#### [Action item]
In the records below, find each line with the word "stone" and copy it.

Natural-language object grounding data
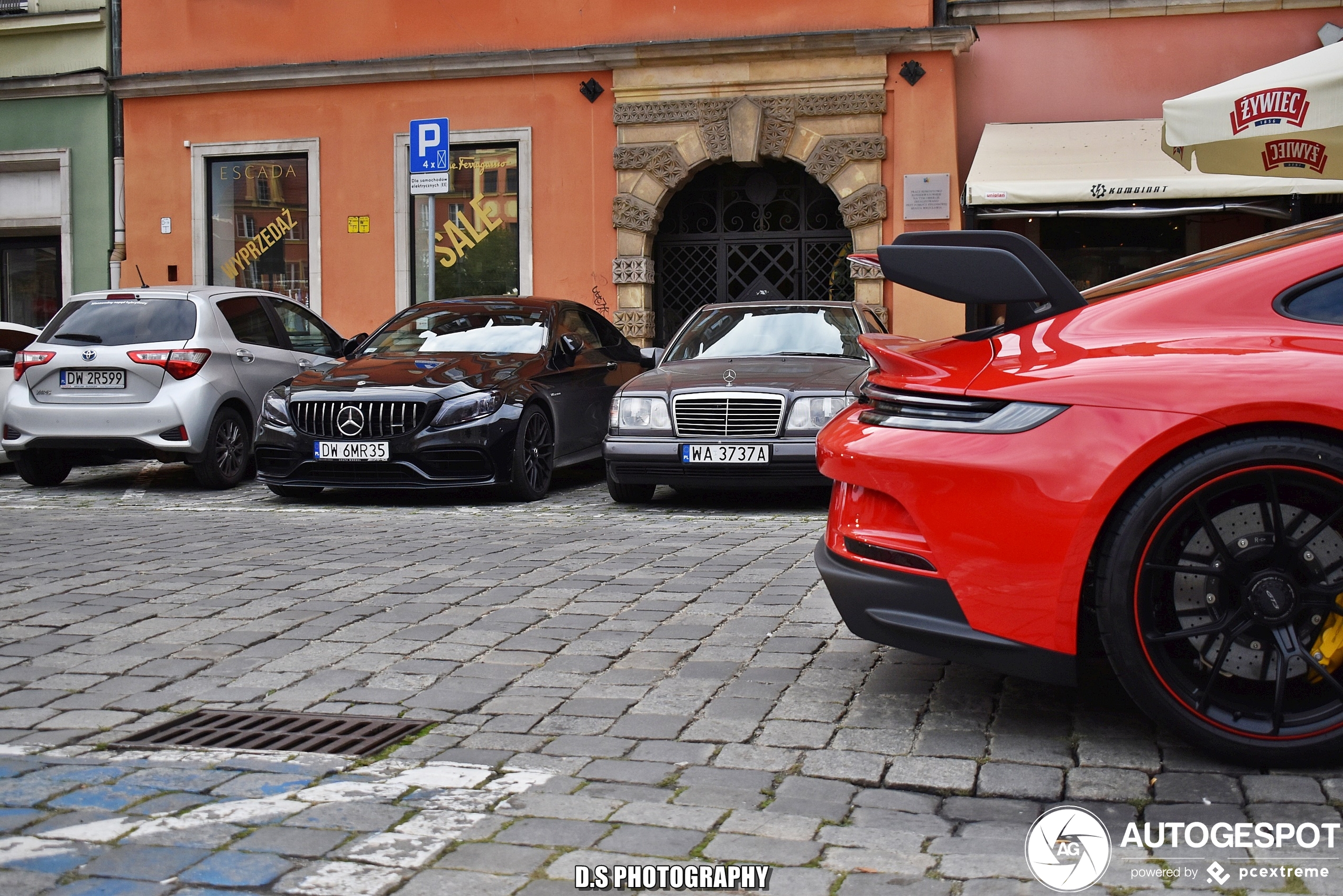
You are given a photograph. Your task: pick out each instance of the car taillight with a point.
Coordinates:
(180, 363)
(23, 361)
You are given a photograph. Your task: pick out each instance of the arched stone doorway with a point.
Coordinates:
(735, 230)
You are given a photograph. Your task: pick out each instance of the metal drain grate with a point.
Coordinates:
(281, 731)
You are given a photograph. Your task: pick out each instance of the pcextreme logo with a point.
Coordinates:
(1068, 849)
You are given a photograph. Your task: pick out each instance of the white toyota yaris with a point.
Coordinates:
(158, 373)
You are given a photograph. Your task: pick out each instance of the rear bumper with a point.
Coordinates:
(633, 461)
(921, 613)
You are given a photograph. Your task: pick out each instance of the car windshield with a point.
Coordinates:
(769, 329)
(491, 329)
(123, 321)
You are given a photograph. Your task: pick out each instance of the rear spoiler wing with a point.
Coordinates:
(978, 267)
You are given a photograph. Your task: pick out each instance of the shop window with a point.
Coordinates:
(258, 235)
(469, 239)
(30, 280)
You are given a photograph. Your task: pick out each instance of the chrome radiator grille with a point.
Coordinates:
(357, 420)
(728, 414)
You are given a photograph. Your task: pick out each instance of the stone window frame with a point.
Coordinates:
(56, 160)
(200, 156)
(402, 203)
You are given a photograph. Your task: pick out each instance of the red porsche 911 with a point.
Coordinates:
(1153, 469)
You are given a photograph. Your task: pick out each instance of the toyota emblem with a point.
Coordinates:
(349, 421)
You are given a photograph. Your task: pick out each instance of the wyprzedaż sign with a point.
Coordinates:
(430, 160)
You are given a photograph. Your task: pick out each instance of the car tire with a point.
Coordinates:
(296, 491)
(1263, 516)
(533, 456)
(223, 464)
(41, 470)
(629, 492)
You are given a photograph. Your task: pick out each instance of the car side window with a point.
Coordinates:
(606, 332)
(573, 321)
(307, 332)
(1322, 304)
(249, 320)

#### [Solution to this exercise]
You are given a photograph. Your task: pick out each instance of the arched stone doorway with a point.
You are given a photograph. Your task: pick out each instance of the stone window frame with a point.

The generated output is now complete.